An MBean server is a repository of MBeans that provides
management applications access to MBeans. Applications do not
access MBeans directly, but instead access them through the MBean
server with their unique ObjectName
. An MBean server
implements the interface javax.management.MBeanServer
.
J2SE 5.0 introduces the platform MBean server, an MBean
server built-in to the JVM, which can be shared by all managed
components running in the JVM. You access the platform MBean server
with the method
ManagementFactory.getPlatformMBeanServer()
.
Of course, you can also create your own MBean server using the
MBeanServerFactory
class. However, there is
generally no need for more than one MBean server, so using the platform MBean server is recommended.
Platform MBeans (MXBeans) were introduced previously. A management application can access platform MBeans three different ways:
An application can directly call the methods of a platform
MBean running in the same Java virtual machine. To do so, use
the static methods of the ManagementFactory
class. ManagementFactory
has accessor
methods for each platform MBean such as
getClassLoadingMXBean()
,
getGarbageCollectorMXBeans()
,
getRuntimeMXBean()
, and so on. In the cases
where there are more than one platform MBean, the method returns a
List
of platform MBeans.
For example, the following code uses the static method of
ManagementFactory
to get the platform MBean
RuntimeMXBean
, and then gets the vendor name from the
platform MBean:
RuntimeMXBean mxbean = ManagementFactory.getRuntimeMXBean();
String vendor = mxbean.getVmVendor();
An application can also call platform MBean methods through an
MXBean proxy. To do so, construct an MXBean proxy instance that
forwards the method calls to a given MBeanServer by calling the
static method
ManagementFactory.newPlatformMXBeanProxy()
. An
application typically constructs a proxy to remotely access a
platform MBean of another JVM.
For example, the following code does the same thing as the previous example, but using an MXBean proxy:
MBeanServerConnection mbs;
...
// Get a MBean proxy for RuntimeMXBean interface
RuntimeMXBean proxy =
ManagementFactory.newPlatformMXBeanProxy(mbs,
ManagementFactory.RUNTIME_MXBEAN_NAME,
RuntimeMXBean.class);
// Get standard attribute "VmVendor"
String vendor = proxy.getVmVendor();
An application can indirectly call platform MBean methods
through an MBeanServerConnection
connecting to the
platform MBeanServer of a running JVM. You use the
getAttribute()
method of
MBeanServerConnection
to get an attribute of a
platform MBean, providing the MBean's ObjectName
and
the attribute name as parameters.

— Exercise material —

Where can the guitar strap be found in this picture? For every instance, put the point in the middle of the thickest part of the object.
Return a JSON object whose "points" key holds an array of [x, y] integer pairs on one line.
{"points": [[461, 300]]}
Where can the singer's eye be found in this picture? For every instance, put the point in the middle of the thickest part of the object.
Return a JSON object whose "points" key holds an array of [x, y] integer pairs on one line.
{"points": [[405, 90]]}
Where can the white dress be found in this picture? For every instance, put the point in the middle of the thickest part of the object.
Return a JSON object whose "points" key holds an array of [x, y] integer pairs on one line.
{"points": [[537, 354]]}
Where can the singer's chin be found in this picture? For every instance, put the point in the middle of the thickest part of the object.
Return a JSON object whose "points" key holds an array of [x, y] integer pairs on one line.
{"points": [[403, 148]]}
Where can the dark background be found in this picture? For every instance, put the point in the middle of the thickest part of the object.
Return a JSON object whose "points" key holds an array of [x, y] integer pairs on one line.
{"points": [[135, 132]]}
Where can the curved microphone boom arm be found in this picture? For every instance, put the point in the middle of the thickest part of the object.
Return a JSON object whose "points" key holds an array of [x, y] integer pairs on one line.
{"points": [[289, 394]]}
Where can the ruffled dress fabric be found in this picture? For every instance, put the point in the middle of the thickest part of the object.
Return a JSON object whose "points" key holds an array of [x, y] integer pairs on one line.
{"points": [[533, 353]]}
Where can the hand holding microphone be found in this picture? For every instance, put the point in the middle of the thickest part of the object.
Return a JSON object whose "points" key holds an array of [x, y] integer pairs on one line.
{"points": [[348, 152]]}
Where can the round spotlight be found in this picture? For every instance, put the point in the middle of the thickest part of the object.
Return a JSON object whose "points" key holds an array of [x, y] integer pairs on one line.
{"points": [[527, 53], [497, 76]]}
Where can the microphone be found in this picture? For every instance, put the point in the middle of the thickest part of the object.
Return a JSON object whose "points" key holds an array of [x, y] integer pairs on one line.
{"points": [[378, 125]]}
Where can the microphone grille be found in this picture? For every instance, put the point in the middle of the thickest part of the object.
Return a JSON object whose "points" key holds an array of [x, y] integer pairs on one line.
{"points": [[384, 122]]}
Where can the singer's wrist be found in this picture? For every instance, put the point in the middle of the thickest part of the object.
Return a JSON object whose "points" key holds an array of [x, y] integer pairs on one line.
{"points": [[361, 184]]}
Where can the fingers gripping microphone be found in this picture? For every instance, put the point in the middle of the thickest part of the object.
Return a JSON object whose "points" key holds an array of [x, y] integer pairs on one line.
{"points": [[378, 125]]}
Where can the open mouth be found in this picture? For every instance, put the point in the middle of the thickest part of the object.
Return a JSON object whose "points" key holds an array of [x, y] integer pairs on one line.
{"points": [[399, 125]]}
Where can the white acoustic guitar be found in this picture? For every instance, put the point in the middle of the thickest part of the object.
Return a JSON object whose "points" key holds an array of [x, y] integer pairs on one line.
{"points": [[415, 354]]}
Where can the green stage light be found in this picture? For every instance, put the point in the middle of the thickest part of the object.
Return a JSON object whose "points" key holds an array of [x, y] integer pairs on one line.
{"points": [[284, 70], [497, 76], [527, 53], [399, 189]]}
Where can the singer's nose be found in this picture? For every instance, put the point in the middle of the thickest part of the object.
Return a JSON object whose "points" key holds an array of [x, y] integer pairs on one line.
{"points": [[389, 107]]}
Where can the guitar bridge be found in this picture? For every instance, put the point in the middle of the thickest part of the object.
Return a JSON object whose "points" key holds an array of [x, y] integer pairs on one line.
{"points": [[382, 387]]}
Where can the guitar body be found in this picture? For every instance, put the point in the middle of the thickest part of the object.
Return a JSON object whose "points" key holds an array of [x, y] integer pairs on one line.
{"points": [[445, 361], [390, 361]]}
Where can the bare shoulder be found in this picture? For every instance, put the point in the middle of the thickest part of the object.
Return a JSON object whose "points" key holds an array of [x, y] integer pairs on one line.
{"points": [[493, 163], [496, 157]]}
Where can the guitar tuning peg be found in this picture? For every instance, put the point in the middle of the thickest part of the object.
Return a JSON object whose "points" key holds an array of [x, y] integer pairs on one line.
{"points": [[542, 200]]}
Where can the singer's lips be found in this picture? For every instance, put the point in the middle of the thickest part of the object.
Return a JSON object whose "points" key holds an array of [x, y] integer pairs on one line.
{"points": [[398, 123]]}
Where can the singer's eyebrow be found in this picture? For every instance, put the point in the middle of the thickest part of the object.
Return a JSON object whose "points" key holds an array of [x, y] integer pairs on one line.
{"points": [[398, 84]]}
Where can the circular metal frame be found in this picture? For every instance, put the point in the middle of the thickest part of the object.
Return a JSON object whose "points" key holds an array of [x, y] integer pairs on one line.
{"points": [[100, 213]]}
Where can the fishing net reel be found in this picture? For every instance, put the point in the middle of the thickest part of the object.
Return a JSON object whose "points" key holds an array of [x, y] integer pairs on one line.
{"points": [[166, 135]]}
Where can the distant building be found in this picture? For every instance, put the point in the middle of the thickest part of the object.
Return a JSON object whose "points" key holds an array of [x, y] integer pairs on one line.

— To-do list —
a) List every ManagementFactory method that the text on MBean servers names.
b) Pull out every line of the records that contains the string "guitar". Case counts.

— Solutions per task —
a)
getPlatformMBeanServer()
getClassLoadingMXBean()
getGarbageCollectorMXBeans()
getRuntimeMXBean()
newPlatformMXBeanProxy()

b)
Where can the guitar strap be found in this picture? For every instance, put the point in the middle of the thickest part of the object.
Where can the white acoustic guitar be found in this picture? For every instance, put the point in the middle of the thickest part of the object.
Where can the guitar bridge be found in this picture? For every instance, put the point in the middle of the thickest part of the object.
Where can the guitar body be found in this picture? For every instance, put the point in the middle of the thickest part of the object.
Where can the guitar tuning peg be found in this picture? For every instance, put the point in the middle of the thickest part of the object.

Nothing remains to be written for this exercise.